EXERCISE DIRECTIONS —
Rewrite the records below with every "Dots" changed to "Points", keeping everything else the same.

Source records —
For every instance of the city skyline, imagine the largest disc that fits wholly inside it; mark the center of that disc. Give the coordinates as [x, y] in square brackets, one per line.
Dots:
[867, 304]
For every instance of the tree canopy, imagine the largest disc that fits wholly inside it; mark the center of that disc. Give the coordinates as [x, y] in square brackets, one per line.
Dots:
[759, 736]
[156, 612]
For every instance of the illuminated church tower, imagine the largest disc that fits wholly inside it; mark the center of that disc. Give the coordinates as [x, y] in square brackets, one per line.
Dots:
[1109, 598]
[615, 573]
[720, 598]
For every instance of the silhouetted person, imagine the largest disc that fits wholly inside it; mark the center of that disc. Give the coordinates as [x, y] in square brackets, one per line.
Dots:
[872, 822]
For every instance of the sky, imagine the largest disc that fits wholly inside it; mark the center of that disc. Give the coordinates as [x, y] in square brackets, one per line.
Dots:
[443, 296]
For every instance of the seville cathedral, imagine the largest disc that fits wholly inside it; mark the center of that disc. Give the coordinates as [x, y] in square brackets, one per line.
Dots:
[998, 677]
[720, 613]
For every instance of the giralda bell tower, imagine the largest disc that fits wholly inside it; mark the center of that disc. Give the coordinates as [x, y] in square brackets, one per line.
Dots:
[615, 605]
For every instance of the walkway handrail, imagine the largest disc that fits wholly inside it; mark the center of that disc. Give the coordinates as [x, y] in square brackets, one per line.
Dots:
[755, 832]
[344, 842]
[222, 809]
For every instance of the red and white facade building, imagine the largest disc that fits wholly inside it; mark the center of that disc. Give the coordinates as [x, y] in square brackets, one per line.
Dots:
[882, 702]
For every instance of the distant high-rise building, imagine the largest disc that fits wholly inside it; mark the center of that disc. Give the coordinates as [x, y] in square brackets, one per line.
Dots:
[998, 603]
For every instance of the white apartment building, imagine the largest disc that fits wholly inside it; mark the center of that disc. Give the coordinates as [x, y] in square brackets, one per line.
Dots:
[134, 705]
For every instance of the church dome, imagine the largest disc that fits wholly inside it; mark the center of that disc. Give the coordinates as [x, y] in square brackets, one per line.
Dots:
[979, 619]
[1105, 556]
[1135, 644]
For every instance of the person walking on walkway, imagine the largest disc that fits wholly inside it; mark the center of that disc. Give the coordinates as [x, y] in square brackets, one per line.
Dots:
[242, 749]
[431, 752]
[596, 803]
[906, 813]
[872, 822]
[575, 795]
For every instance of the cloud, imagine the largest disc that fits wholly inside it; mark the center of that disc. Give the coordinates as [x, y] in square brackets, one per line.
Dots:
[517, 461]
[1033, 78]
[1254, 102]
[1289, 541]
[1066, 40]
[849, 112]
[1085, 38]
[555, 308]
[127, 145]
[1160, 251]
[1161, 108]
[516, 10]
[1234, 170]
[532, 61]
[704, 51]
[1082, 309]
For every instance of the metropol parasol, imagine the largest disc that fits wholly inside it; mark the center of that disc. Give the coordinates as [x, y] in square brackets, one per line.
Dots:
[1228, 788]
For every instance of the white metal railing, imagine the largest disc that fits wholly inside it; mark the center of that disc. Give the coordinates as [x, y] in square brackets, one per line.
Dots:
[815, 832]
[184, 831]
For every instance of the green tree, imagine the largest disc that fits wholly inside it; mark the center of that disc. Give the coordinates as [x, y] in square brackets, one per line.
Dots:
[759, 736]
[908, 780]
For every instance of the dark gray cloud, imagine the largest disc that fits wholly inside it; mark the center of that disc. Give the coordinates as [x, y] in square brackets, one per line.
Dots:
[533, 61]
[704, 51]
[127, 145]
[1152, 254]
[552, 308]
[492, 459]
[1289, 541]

FULL ANSWER —
For every instance of the city skyline, imagine the largest disc that fits wholly inside it; mark the center of that disc. Give the coordinates as [x, y] in square brackets, one per line.
Points:
[867, 304]
For every instance of the tree canopy, imagine the largest disc that fits wholly inside it; mark the center of that disc. Give the coordinates as [x, y] in square brackets, one per line.
Points:
[759, 736]
[156, 612]
For every instance of the illuminated church tower, imagine the largest disc that fits wholly inside it; mark the center of that disc. Give the coordinates as [x, y] in square brackets, one per line.
Points:
[1109, 598]
[615, 573]
[720, 598]
For every instance of the silhouetted person, imagine the largest disc that fits wholly inside it; mark the center of that disc. Give the coordinates as [x, y] in square brackets, one per line.
Points:
[872, 822]
For every instance of the sky, imagine the largest disc that fits wholly inside it; mark the center of that disc. Give the coordinates as [x, y] in square brackets, one per line.
Points:
[443, 296]
For every instance of the seville cathedral, imagine the largest disc that fits wholly inside it; mark the center of that disc. Give the coordinates as [x, y] in square brackets, one per line.
Points:
[998, 677]
[720, 613]
For every instance of the giralda bell tower, imagine the largest disc that fits wholly inside it; mark the center of that disc. Give the coordinates as [x, y] in square brackets, one per line.
Points:
[615, 605]
For every instance of the walkway handrail, imagine the largest disc that fits wholly inside it; mark the center of that disc. Give the coordinates as [x, y] in square brackets, one per line.
Points:
[755, 832]
[344, 842]
[222, 809]
For every instance of the red and white facade building, imagine the largest disc that fits wholly inside it; mark the center of that disc. Give the coordinates as [x, y] in square brackets, one per line.
Points:
[882, 702]
For every instance of the distant high-rise building, imagine the largest disc that fits wholly inside it; mark the center of that disc. Give the coordinates as [x, y] in square brackets, one per line.
Points:
[998, 603]
For every instance of the white apartment building, imagine the largest disc that fits wholly inside it; mark the center of that disc. Give the coordinates as [x, y] in square brackets, one per line.
Points:
[134, 705]
For every instance of the church dome, imagine the largest disc that fits wholly inside it; mark the center of that disc. Give the coordinates as [x, y] in square brackets, one per line.
Points:
[979, 619]
[1105, 556]
[1135, 644]
For every instance of the person walking on walkway, imagine the largest disc that fits wholly inside it; mark the center of that disc. Give the coordinates as [x, y] in square brackets, one per line.
Points:
[242, 749]
[431, 752]
[596, 803]
[906, 813]
[872, 822]
[575, 795]
For every instance of the cloud, imagine the largest disc that fits wholly inside it; mark the center of that disc. Give the coordinates as [x, y] in square brackets, one per line.
Points:
[517, 461]
[1033, 78]
[1254, 102]
[1289, 541]
[1066, 40]
[849, 112]
[1085, 38]
[555, 308]
[127, 145]
[1160, 251]
[1161, 108]
[516, 10]
[1234, 170]
[532, 61]
[704, 51]
[1082, 309]
For every instance of the metropol parasol, imagine the largest disc that fits wholly inside it; mark the center of that disc. Give the coordinates as [x, y] in square brackets, one per line.
Points:
[1228, 788]
For every instance of the white metal railing, imagine the largest disc that fits wholly inside it; mark the center of that disc. Give the coordinates as [x, y] in square brackets, one per line.
Points:
[815, 832]
[184, 831]
For every instance of the green tree, imagine the largest disc that fits wholly inside it; mark the center of that disc. Give the coordinates as [x, y] in square brackets, one per line.
Points:
[759, 736]
[908, 780]
For every instance of the dark gray cloud, imagine the largest disc that fits wholly inside it; mark the center of that disc. Give the coordinates as [x, y] in square brackets, one per line.
Points:
[533, 61]
[704, 51]
[127, 145]
[1152, 254]
[552, 308]
[492, 459]
[1289, 541]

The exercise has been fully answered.